[Problem statement]
For the copy, please give all of the data again exactly and leave the pictures out.

─── Extracted records ───

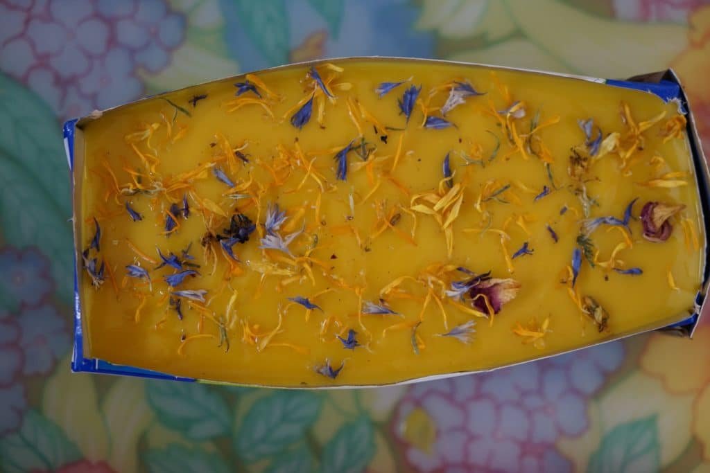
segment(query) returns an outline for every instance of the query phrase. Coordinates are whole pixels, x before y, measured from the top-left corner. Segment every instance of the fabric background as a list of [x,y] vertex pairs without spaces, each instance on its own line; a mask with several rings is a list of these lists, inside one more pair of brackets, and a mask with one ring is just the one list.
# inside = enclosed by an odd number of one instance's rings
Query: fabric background
[[710,472],[710,316],[693,341],[642,335],[405,387],[70,372],[62,122],[242,71],[365,55],[613,78],[672,66],[710,146],[707,1],[1,0],[2,471]]

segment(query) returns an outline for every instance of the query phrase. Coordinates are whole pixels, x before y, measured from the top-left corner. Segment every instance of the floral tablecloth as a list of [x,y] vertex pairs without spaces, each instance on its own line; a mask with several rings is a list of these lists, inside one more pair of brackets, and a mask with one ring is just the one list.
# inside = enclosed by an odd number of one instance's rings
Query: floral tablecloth
[[70,372],[62,121],[240,71],[361,55],[606,77],[672,66],[710,145],[706,1],[1,0],[2,471],[710,472],[710,317],[693,341],[638,336],[404,387]]

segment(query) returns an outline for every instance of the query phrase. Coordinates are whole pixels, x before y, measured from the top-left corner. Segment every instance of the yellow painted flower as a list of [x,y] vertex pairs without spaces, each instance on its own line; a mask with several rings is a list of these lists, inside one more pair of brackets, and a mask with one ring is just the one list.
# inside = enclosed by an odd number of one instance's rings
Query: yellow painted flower
[[651,336],[640,365],[669,392],[694,396],[692,432],[703,445],[704,457],[710,460],[710,323],[698,327],[692,340]]

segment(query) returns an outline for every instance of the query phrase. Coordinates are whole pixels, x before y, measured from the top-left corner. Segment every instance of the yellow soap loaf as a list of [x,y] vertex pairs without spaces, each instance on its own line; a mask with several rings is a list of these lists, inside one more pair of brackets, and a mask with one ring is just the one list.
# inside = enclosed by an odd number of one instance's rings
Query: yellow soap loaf
[[274,386],[488,369],[677,322],[678,105],[531,72],[294,65],[80,122],[86,356]]

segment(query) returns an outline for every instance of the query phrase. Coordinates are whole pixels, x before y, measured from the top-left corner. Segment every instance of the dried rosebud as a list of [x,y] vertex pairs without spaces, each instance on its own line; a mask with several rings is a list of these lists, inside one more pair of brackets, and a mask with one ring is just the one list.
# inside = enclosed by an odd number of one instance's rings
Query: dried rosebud
[[[520,289],[520,283],[510,278],[479,278],[479,282],[471,286],[469,296],[476,309],[492,316],[500,312],[505,304],[514,299]],[[491,309],[493,313],[491,313]]]
[[582,308],[584,313],[596,324],[599,333],[608,328],[609,314],[594,298],[585,296],[582,299]]
[[643,238],[655,243],[667,240],[673,232],[673,226],[668,219],[684,208],[685,206],[682,204],[647,202],[641,209]]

───

[Worked answer]
segment(query) returns an outline for every instance of the query phrase. Coordinates are whole pixels, x before y, measured from the top-left corner. Segment every instance of the fabric background as a list of [x,y] vertex pairs without spaces, each instance on its own line; a mask with several rings is a list of these lists, inside one more pair of brackets, and a mask with one ring is just the one list.
# inside = enclosed by an odd number of one instance's rings
Query: fabric background
[[710,472],[710,316],[693,341],[642,335],[405,387],[70,372],[62,122],[242,71],[365,55],[613,78],[672,66],[710,146],[707,1],[1,0],[2,471]]

segment(query) returns an outline for every instance of the query phrase. Coordinates are whole pixels, x before y, measured from the top-left corner. Segment every instance of the floral tablecloth as a list of [x,y] vertex pairs without spaces, each instance on its own line; a mask with several rings is a list of these lists, inside one more pair of brackets, and a mask with one ring is just the one list.
# inside = enclosed by an odd number of one instance's rings
Query: floral tablecloth
[[70,372],[62,121],[240,71],[361,55],[606,77],[672,66],[710,145],[706,1],[1,0],[2,471],[710,472],[710,317],[693,341],[638,336],[404,387]]

segment(query) returns an outline for every instance of the query phrase. Coordinates are whole pixels, x before y, measured from the top-left corner. Segment every instance of the yellow painted flower as a list of [x,y] vertex pairs without spaces, each instance on its own line; a mask with several rings is a list of these lists, inside one more pair of brackets, and a mask with one ring is just the one list.
# inside = enclosed by an odd number of one instance's rings
Query: yellow painted flower
[[651,336],[640,365],[669,392],[694,396],[692,432],[703,445],[704,457],[710,460],[710,323],[698,327],[692,340]]

segment(query) returns an outline for every instance of the query phrase. Coordinates are whole pixels, x before y, measured from the top-left corner. Segment every instance of the yellow soap loaf as a list of [x,y] vertex pairs without spaces, each instance on its own line; a mask with several rings is a list of these lists, inside one more pair of brackets, and a mask with one ring is just the one list.
# inside = enclosed by an odd number of one instance's rings
Query: yellow soap loaf
[[274,386],[488,369],[677,322],[678,105],[531,72],[294,65],[80,122],[86,356]]

segment(query) returns an outline for every instance of the query phrase. Coordinates are whole pixels, x before y, measured from the top-left corner. Segment every instance of the dried rosebud as a list of [x,y] vertex pairs without spaces, each instance on its own line; a mask with several rings is a list of these lists, inside one more pair of brackets, and a mask with one ring is just the one list.
# inside = enclosed by an odd number of one instance's rings
Query: dried rosebud
[[[520,289],[520,283],[510,278],[479,278],[479,282],[471,286],[469,296],[476,309],[492,316],[500,312],[505,304],[514,299]],[[491,309],[493,313],[491,313]]]
[[582,308],[584,313],[596,324],[599,333],[608,328],[609,314],[594,298],[585,296],[582,299]]
[[643,238],[655,243],[667,240],[673,232],[673,226],[668,219],[684,208],[685,206],[682,204],[647,202],[641,209]]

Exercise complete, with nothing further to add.